[Selected extract]
___

The devil’s in the details

But it’s not the first time the Hagedorns have banked on legalization.

The Hagedorns concede that they, like many other companies, might have been too aggressive, spending too much under the assumption that federal reform would occur.

Thus far, they’ve protected the company’s New York Stock Exchange listing (SMG) by maintaining its ancillary, non-plant-touching status.

Its 2021 investment of $150 million in Toronto-based RIV Capital, which is a plant-touching entity with a business license in New York, was through a convertible note that would give Scotts a 42% stake in the company.

Image of Chris Hagedorn
Chris Hagedorn is general manager of the Hawthorne Gardening Co. (Photo courtesy of Scotts Miracle-Gro Co.)

Jim and Chris said they would similarly be interested in taking a noncontrolling portion of a new entity, which could be formed with a large multistate operator or a group of smaller companies.

___

[Tasks]
a) According to the Scotts excerpt, why do the Hagedorns concede they might have been too aggressive?
b) Continue the Scotts excerpt from its last sentence.
The records that follow come from a separate source and are unrelated to the Scotts excerpt.

___

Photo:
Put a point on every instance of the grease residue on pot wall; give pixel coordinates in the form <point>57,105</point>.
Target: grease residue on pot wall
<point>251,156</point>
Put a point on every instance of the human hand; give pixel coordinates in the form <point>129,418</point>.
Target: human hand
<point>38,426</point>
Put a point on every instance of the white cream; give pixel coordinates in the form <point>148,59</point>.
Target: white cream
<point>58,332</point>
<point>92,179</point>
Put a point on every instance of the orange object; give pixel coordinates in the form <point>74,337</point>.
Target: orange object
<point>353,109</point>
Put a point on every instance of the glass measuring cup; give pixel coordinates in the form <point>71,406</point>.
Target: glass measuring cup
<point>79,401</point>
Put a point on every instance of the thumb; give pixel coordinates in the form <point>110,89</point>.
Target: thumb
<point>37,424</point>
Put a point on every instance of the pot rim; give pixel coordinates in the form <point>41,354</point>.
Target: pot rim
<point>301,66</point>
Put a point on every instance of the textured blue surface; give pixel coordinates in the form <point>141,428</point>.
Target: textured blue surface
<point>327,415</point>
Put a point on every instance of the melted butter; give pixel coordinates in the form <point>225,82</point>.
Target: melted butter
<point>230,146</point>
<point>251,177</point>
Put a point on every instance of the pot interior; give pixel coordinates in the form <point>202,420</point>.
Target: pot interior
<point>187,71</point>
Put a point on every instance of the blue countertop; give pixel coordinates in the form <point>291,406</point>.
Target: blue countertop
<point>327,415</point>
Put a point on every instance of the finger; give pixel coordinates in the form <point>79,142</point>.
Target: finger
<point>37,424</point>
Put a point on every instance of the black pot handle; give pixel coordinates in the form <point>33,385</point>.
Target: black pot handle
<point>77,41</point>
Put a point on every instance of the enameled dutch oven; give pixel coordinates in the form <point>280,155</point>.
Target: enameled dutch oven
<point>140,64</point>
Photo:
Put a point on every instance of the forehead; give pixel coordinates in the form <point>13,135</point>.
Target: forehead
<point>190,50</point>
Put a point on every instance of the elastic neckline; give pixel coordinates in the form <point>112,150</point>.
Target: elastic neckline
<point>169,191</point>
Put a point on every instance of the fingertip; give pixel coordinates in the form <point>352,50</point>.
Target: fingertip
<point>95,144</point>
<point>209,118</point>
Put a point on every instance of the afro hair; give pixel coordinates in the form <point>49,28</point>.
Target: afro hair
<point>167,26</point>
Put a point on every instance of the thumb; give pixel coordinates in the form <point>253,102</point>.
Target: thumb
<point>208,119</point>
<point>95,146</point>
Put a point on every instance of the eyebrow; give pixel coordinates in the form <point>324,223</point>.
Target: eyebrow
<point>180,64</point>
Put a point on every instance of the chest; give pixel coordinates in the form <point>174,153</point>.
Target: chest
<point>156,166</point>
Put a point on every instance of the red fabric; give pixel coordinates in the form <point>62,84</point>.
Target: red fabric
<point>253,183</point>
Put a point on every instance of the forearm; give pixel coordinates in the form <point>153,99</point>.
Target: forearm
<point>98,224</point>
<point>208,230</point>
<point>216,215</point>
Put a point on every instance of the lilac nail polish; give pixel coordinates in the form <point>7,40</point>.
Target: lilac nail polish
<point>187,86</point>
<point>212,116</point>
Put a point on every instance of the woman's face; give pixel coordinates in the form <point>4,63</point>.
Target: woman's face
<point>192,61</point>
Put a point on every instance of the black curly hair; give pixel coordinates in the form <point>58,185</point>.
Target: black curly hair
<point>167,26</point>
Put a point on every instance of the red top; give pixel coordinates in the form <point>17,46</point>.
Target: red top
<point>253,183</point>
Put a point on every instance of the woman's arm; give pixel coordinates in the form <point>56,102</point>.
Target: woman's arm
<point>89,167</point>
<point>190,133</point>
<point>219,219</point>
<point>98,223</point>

___

[Responses to the exercise]
a) They spent too much on the assumption that federal reform would occur. The excerpt notes that many other companies did the same.

b)
They’re interested in talking with public and private companies, and they believe they have a lot to offer.

While MSOs have been too focused on growth, opening retail outlets and grow facilities, Hawthorne is concentrating on the science of cultivation practices – something they believe is invaluable to cannabis producers.

“When you look at what Hawthorne is, what we bring to the table, it’s an integrated play going from genetics to cultivation to generate the best potential quality at the lowest potential cost,” Matthew Garth, Scotts’ chief financial officer, told MJBizDaily.

Colin Ferrian, a portfolio manager at San Francisco-based Poseidon Investment Management, told MJBizDaily via email that it can be difficult to sell an asset for fair value when prospective bidders know the seller wants to deconsolidate or engage in corporate restructuring.

The timing isn’t ideal either, he said.

Federal regulatory reform would boost markets, which would enhance Hawthorne’s value, he said.

“Any improvement in federal regulations will likely spur another capital cycle, where companies like Hawthorne would benefit meaningfully from new builds and expansions of cultivations,” Ferrian noted.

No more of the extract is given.